_EXTRACT PROVIDED_
--------------------

Australia took a significant step towards progress in supporting people with autism last week. The Autism Cooperative Research Centre has published our first National Guideline for supporting autistic children. The Guideline has been praised for its progressive approach, promoting holistic support rather than assimilation.
A group assembled by the ACRC, which consisted of researchers, clinicians, and autistic people, consulted with over 1000 community members and analysed evidence from three systematic reviews of international research. Through this process, the Centre developed 84 recommendations for best practices in clinical support for autistic children and their families.
While many countries have similar best practices recommendations for diagnosing autistic kids, Australia is among the first to have such a list for supporting them after diagnosis.
Furthermore, the Guideline is ground-breaking in its emphasis on tailoring support to individual children.

--------------------

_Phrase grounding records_
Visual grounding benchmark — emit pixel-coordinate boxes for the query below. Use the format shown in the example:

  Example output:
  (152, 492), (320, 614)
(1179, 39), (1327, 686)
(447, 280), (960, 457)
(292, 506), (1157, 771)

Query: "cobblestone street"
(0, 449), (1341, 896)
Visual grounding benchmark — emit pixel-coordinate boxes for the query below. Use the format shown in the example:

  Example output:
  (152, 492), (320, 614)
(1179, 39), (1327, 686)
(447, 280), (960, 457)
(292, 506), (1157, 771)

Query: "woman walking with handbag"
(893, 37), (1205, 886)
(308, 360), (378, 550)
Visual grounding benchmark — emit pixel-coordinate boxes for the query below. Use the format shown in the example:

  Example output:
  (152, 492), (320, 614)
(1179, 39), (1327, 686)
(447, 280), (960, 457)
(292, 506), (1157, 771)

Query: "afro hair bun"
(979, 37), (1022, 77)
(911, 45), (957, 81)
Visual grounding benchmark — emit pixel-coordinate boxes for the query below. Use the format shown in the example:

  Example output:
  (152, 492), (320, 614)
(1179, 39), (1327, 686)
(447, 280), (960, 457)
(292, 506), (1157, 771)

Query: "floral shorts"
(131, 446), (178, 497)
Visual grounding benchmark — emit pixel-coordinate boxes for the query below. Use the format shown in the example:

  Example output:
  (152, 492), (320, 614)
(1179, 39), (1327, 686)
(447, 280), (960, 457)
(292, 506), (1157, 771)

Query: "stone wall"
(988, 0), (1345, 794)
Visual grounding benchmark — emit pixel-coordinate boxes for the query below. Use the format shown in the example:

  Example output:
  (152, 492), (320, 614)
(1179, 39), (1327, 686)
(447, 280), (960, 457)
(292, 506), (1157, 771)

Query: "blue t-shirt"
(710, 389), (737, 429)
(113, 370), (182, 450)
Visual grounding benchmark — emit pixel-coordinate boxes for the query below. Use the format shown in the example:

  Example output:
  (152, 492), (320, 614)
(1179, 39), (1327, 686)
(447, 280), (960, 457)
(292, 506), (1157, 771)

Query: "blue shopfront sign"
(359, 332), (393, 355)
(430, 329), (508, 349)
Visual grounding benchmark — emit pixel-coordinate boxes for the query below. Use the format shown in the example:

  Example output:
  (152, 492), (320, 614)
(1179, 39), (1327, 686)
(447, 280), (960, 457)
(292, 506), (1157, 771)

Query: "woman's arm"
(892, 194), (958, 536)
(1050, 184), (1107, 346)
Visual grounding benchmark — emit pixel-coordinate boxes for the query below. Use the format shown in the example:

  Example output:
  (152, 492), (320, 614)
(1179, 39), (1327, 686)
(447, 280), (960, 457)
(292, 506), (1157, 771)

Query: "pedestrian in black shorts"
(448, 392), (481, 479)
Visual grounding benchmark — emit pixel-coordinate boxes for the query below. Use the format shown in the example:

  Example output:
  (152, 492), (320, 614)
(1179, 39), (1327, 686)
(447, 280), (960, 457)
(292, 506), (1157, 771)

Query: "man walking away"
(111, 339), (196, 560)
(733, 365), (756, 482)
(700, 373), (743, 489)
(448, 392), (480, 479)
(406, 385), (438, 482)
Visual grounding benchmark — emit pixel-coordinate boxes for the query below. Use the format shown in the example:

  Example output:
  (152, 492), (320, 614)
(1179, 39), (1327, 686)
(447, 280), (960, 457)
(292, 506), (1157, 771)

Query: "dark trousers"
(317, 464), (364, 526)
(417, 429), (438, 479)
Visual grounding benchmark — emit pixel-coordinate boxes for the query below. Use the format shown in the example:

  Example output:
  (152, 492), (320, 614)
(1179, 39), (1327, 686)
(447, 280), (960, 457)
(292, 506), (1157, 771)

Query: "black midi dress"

--------------------

_TASKS FOR THIS EXERCISE_
1/ List the kinds of people who made up the group assembled by the ACRC, as named in the text about Australia's autism guideline.
2/ Set down the portion of the text about Australia's autism guideline starting at "A group assembled" and ending at "them after diagnosis.".
3/ Supply the next part of the text about Australia's autism guideline, carrying on after its final sentence.
The records have no connection to the text about Australia's autism guideline.

_TASK-BY-TASK OUTPUTS_
1/ researchers, clinicians, autistic people

2/
A group assembled by the ACRC, which consisted of researchers, clinicians, and autistic people, consulted with over 1000 community members and analysed evidence from three systematic reviews of international research. Through this process, the Centre developed 84 recommendations for best practices in clinical support for autistic children and their families.
While many countries have similar best practices recommendations for diagnosing autistic kids, Australia is among the first to have such a list for supporting them after diagnosis.

3/
For example, there are no recommended minimum hours of therapy – a feature present in other Guidelines of this type, such as the New York state clinical practice guideline, which suggests 15+ hours weekly of applied behaviour analysis or related therapies for autistic kids.
The inclusion of recommended minimum therapy hours stems from the long-standing view of autism as something to be ‘fixed’, and autistic kids as needing to be ‘cured’. This goal of assimilation can result in dozens of hours weekly spent in therapy, with little time left for rest and play.
“It’s not necessarily going to create meaningful and lasting skills, and can also be very stressful,” says Katharine Annear, a board member of ACRC and the Guideline development group. “So it’s about looking at making choices that respect the child and the child’s time to also be a child.”
Essentially, the Guideline aims to help clinicians, families and communities supporting autistic children to sort through the complex factors that go into making therapy decisions, in a systematic way. And to do so in a way that affirms neurodivergence, rather than treating it as something which needs to be suppressed and glossed over.
Commenting on the Guideline, “the kind of general ideas, are very in line with calls from the autistic community and the wider neurodivergent communities as well,” says speech pathologist Liz Baird, who has autism herself.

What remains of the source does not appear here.